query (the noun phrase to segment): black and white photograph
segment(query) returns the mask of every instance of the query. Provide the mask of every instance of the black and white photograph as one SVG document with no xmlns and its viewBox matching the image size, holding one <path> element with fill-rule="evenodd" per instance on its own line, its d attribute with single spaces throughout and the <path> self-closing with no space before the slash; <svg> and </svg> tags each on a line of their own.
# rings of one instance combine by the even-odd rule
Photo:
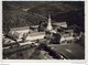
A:
<svg viewBox="0 0 88 65">
<path fill-rule="evenodd" d="M 85 1 L 2 1 L 2 59 L 85 59 Z"/>
</svg>

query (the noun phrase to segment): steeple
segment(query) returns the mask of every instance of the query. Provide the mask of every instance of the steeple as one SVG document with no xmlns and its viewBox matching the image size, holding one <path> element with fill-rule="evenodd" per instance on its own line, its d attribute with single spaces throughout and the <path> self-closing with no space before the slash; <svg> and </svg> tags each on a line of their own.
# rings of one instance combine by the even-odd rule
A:
<svg viewBox="0 0 88 65">
<path fill-rule="evenodd" d="M 51 14 L 48 14 L 48 23 L 47 23 L 47 30 L 52 30 L 52 23 L 51 23 Z"/>
</svg>

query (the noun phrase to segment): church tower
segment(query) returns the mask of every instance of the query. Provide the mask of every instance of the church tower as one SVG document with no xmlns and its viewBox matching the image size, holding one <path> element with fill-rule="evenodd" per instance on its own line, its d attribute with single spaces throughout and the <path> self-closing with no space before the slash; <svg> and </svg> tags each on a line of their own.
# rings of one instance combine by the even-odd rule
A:
<svg viewBox="0 0 88 65">
<path fill-rule="evenodd" d="M 48 23 L 47 23 L 47 28 L 46 30 L 51 31 L 53 28 L 52 28 L 52 23 L 51 23 L 51 14 L 48 14 Z"/>
</svg>

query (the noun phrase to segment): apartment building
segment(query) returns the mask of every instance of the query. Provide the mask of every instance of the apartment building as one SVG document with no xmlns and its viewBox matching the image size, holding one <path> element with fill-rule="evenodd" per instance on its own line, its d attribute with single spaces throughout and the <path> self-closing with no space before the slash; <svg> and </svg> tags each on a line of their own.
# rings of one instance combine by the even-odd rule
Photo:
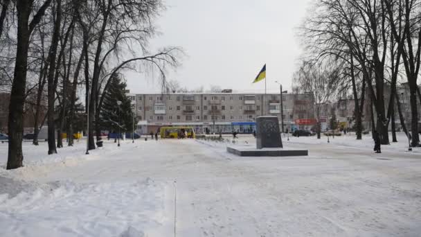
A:
<svg viewBox="0 0 421 237">
<path fill-rule="evenodd" d="M 251 133 L 256 118 L 278 116 L 280 95 L 235 93 L 128 94 L 138 121 L 138 132 L 155 132 L 161 126 L 188 125 L 198 133 L 237 130 Z M 283 96 L 284 129 L 310 129 L 314 120 L 311 94 Z"/>
</svg>

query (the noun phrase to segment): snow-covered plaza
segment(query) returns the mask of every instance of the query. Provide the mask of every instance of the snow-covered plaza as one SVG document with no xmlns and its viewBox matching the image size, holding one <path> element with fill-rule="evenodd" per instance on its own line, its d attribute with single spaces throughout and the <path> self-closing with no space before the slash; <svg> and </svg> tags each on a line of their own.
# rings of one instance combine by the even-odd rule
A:
<svg viewBox="0 0 421 237">
<path fill-rule="evenodd" d="M 309 150 L 291 157 L 143 138 L 48 156 L 25 142 L 12 170 L 1 143 L 0 236 L 420 236 L 421 149 L 398 139 L 375 154 L 368 135 L 283 137 Z"/>
</svg>

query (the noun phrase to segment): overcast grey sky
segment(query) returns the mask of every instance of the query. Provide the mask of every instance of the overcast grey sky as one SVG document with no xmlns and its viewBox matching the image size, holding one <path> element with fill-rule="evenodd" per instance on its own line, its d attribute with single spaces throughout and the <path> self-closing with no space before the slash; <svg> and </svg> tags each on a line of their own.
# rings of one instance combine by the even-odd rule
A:
<svg viewBox="0 0 421 237">
<path fill-rule="evenodd" d="M 162 35 L 152 47 L 179 46 L 187 56 L 168 78 L 188 88 L 218 85 L 237 91 L 265 92 L 251 82 L 267 64 L 268 91 L 282 82 L 289 89 L 301 50 L 296 27 L 309 0 L 166 0 L 157 23 Z M 159 92 L 157 80 L 125 72 L 132 93 Z"/>
</svg>

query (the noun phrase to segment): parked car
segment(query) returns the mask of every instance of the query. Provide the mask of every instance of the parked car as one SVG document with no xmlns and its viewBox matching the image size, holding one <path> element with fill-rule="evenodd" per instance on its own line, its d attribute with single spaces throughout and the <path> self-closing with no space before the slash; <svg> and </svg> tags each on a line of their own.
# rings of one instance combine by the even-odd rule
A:
<svg viewBox="0 0 421 237">
<path fill-rule="evenodd" d="M 342 135 L 342 132 L 339 130 L 328 130 L 324 133 L 325 136 L 332 136 L 334 134 L 335 136 L 341 136 Z"/>
<path fill-rule="evenodd" d="M 134 139 L 138 139 L 141 138 L 141 136 L 139 134 L 138 134 L 137 133 L 134 133 Z M 132 133 L 126 133 L 126 139 L 132 139 Z"/>
<path fill-rule="evenodd" d="M 5 134 L 3 133 L 0 133 L 0 140 L 1 141 L 4 141 L 4 140 L 8 140 L 9 139 L 9 137 Z"/>
<path fill-rule="evenodd" d="M 120 139 L 123 139 L 123 134 L 121 134 L 121 133 L 120 134 L 120 136 L 118 136 L 118 134 L 116 132 L 110 132 L 108 134 L 107 137 L 110 139 L 114 139 L 118 138 L 118 137 L 120 137 Z"/>
<path fill-rule="evenodd" d="M 312 132 L 307 130 L 295 130 L 292 133 L 294 137 L 310 137 L 312 136 Z"/>
<path fill-rule="evenodd" d="M 24 140 L 33 140 L 33 139 L 34 139 L 33 133 L 27 133 L 24 135 Z"/>
</svg>

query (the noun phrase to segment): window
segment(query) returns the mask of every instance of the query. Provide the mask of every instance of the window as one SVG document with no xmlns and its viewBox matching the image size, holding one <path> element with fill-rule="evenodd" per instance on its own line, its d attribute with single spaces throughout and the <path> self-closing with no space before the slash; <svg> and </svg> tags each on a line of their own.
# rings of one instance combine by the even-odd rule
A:
<svg viewBox="0 0 421 237">
<path fill-rule="evenodd" d="M 155 110 L 165 110 L 165 105 L 164 105 L 164 104 L 155 105 Z"/>
</svg>

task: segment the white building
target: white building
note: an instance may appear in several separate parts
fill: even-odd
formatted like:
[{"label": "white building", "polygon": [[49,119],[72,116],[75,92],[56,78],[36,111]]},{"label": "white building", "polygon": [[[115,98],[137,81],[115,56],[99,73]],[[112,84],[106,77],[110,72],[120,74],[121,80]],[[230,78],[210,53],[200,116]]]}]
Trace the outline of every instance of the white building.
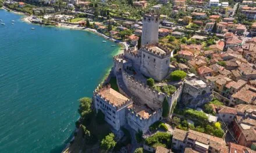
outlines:
[{"label": "white building", "polygon": [[155,45],[158,42],[158,28],[160,16],[149,13],[144,16],[141,46]]},{"label": "white building", "polygon": [[132,104],[129,99],[108,85],[96,89],[94,93],[94,104],[98,113],[105,114],[105,120],[116,130],[126,123],[127,107]]}]

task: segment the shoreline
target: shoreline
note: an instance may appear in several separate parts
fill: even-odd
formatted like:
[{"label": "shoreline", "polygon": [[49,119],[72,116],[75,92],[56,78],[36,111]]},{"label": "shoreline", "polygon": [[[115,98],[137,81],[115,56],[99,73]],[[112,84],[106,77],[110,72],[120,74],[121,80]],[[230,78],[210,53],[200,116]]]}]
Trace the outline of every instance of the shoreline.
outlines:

☆ ☆ ☆ ☆

What needs to be done —
Apart from the pictures, the entries above are to be repeated in full and exactly.

Solution to this task —
query (the noun phrase to segment): black and white photograph
segment(query) returns the mask of every instance of the query. Provide the mask of every instance of the black and white photograph as one SVG document with no xmlns and its viewBox matching the image size, holding one <path> element with fill-rule="evenodd" per instance on its own line, its d attribute with single spaces throughout and the <path> self-closing with no space before the slash; <svg> and </svg> tags each on a line of their own.
# rings of one instance combine by the even-odd rule
Photo:
A:
<svg viewBox="0 0 88 65">
<path fill-rule="evenodd" d="M 85 1 L 2 1 L 2 59 L 85 59 Z"/>
</svg>

query (the noun phrase to segment): steeple
segment(query) returns the mask of every instance of the query. Provide the mask of every instance of the steeple as one SVG document with no xmlns and its viewBox matching the image size, holding one <path> element with fill-rule="evenodd" per instance on its own line, its d attribute with single spaces throughout and the <path> self-closing with no space before the slash; <svg> and </svg> tags each on a line of their own.
# rings of one instance combine by the even-odd rule
A:
<svg viewBox="0 0 88 65">
<path fill-rule="evenodd" d="M 51 14 L 48 14 L 48 23 L 47 23 L 47 30 L 52 30 L 52 23 L 51 23 Z"/>
</svg>

query (the noun phrase to segment): church tower
segment(query) returns the mask of every instance of the query. Provide the mask of every instance of the church tower as one SVG document with no xmlns and its viewBox matching the image size, holding one <path> element with fill-rule="evenodd" per instance on its own line, its d attribute with single spaces throughout and the <path> self-closing with no space before the slash; <svg> and </svg> tags each on a line of their own.
# rings of one instance combine by the even-odd rule
A:
<svg viewBox="0 0 88 65">
<path fill-rule="evenodd" d="M 48 23 L 47 23 L 47 28 L 46 30 L 51 31 L 53 28 L 52 28 L 52 23 L 51 23 L 51 14 L 48 14 Z"/>
</svg>

query (the noun phrase to segment): apartment building
segment(query) returns the mask of every instance of the query. Provide the mask of every instance of the apartment building as one SVG document with no xmlns and its viewBox matching the image size, holding one <path> element with fill-rule="evenodd" per instance on its own line, its d attribute with single spaces throughout and the <path> self-closing with no space before the slash; <svg> and </svg> tags each on a line of their own.
# rings of one instance combine by the even-odd rule
Photo:
A:
<svg viewBox="0 0 421 237">
<path fill-rule="evenodd" d="M 251 133 L 256 118 L 278 116 L 280 95 L 235 93 L 128 94 L 138 121 L 138 132 L 155 132 L 161 126 L 188 125 L 198 133 L 237 130 Z M 283 96 L 284 129 L 310 129 L 314 120 L 311 94 Z"/>
</svg>

query (the noun phrase to segment): snow-covered plaza
segment(query) returns the mask of every instance of the query. Provide the mask of every instance of the snow-covered plaza as one SVG document with no xmlns and its viewBox matching the image size, holding one <path> element with fill-rule="evenodd" per instance on its own line, its d attribute with single spaces throughout and the <path> self-closing with no space before the slash; <svg> and </svg> tags each on a line of their own.
# rings of one instance combine by the even-odd rule
A:
<svg viewBox="0 0 421 237">
<path fill-rule="evenodd" d="M 309 150 L 291 157 L 143 138 L 48 156 L 25 142 L 12 170 L 1 143 L 0 236 L 420 236 L 421 149 L 398 139 L 375 154 L 368 135 L 283 137 Z"/>
</svg>

query (the noun phrase to segment): overcast grey sky
segment(query) returns the mask of every instance of the query. Provide the mask of every instance of the overcast grey sky as one SVG document with no xmlns and its viewBox matching the image size, holding one <path> element with fill-rule="evenodd" per instance on its own line, its d attribute with single spaces throughout and the <path> self-closing with no space before the slash; <svg> and </svg> tags each on a line of their own.
# rings of one instance combine by the even-odd rule
A:
<svg viewBox="0 0 421 237">
<path fill-rule="evenodd" d="M 162 35 L 152 47 L 179 46 L 187 56 L 168 78 L 188 88 L 218 85 L 237 91 L 265 92 L 251 82 L 267 64 L 268 91 L 282 82 L 289 89 L 301 50 L 296 27 L 309 0 L 166 0 L 157 23 Z M 159 92 L 157 80 L 125 72 L 132 93 Z"/>
</svg>

query (the noun phrase to segment): parked car
segment(query) returns the mask of every instance of the query. Provide the mask of every instance of the parked car as one SVG document with no xmlns and its viewBox matching the image size, holding one <path> element with fill-rule="evenodd" per instance on its own line, its d attribute with single spaces throughout and the <path> self-closing with no space before the slash; <svg> and </svg> tags each on a line of their own.
# rings of one instance combine by the even-odd rule
A:
<svg viewBox="0 0 421 237">
<path fill-rule="evenodd" d="M 342 135 L 342 132 L 339 130 L 328 130 L 324 133 L 325 136 L 332 136 L 334 134 L 335 136 L 341 136 Z"/>
<path fill-rule="evenodd" d="M 134 139 L 138 139 L 141 138 L 141 136 L 139 134 L 138 134 L 137 133 L 134 133 Z M 132 133 L 126 133 L 126 139 L 132 139 Z"/>
<path fill-rule="evenodd" d="M 5 134 L 3 133 L 0 133 L 0 140 L 1 141 L 4 141 L 4 140 L 8 140 L 9 139 L 9 137 Z"/>
<path fill-rule="evenodd" d="M 120 139 L 123 139 L 123 134 L 121 134 L 121 133 L 120 134 L 120 136 L 118 136 L 118 134 L 116 132 L 110 132 L 108 134 L 107 137 L 110 139 L 114 139 L 118 138 L 118 137 L 120 137 Z"/>
<path fill-rule="evenodd" d="M 312 132 L 307 130 L 295 130 L 292 133 L 294 137 L 310 137 L 312 136 Z"/>
<path fill-rule="evenodd" d="M 24 140 L 33 140 L 33 139 L 34 139 L 33 133 L 27 133 L 24 135 Z"/>
</svg>

query (the noun phrase to segment): window
segment(query) returns the mask of every instance of the query. Provide the mask of every instance of the window as one SVG document with no xmlns and its viewBox matching the image size, holding one <path> element with fill-rule="evenodd" per instance on its own line, its d attribute with single spaces throughout and the <path> self-closing with no space before the slash; <svg> and </svg> tags each on a line of their own.
# rings of one instance combine by the even-odd rule
A:
<svg viewBox="0 0 421 237">
<path fill-rule="evenodd" d="M 155 110 L 165 110 L 165 105 L 164 105 L 164 104 L 155 105 Z"/>
</svg>

task: segment the white building
target: white building
note: an instance may appear in several separate parts
fill: even-odd
formatted like:
[{"label": "white building", "polygon": [[49,119],[72,116],[75,92],[56,78],[36,111]]},{"label": "white building", "polygon": [[[115,98],[137,81],[115,56],[99,73]],[[112,84],[106,77],[110,72],[120,74],[121,80]],[[230,78],[210,53],[200,116]]]}]
Trace the outline of every instance of the white building.
outlines:
[{"label": "white building", "polygon": [[155,45],[158,42],[158,28],[160,16],[149,13],[144,16],[141,46]]},{"label": "white building", "polygon": [[132,104],[129,99],[108,85],[96,89],[94,93],[94,104],[98,113],[105,114],[105,120],[116,130],[126,123],[127,107]]}]

task: segment the shoreline
target: shoreline
note: an instance may appear in several separate parts
fill: even-odd
formatted like:
[{"label": "shoreline", "polygon": [[49,119],[72,116],[75,92],[56,78],[36,111]]},{"label": "shoreline", "polygon": [[[115,98],[137,81],[115,56],[99,73]],[[112,84],[106,77],[110,72],[120,74],[121,80]],[[230,78],[210,53],[200,116]]]}]
Trace the outline of every instance of the shoreline.
outlines:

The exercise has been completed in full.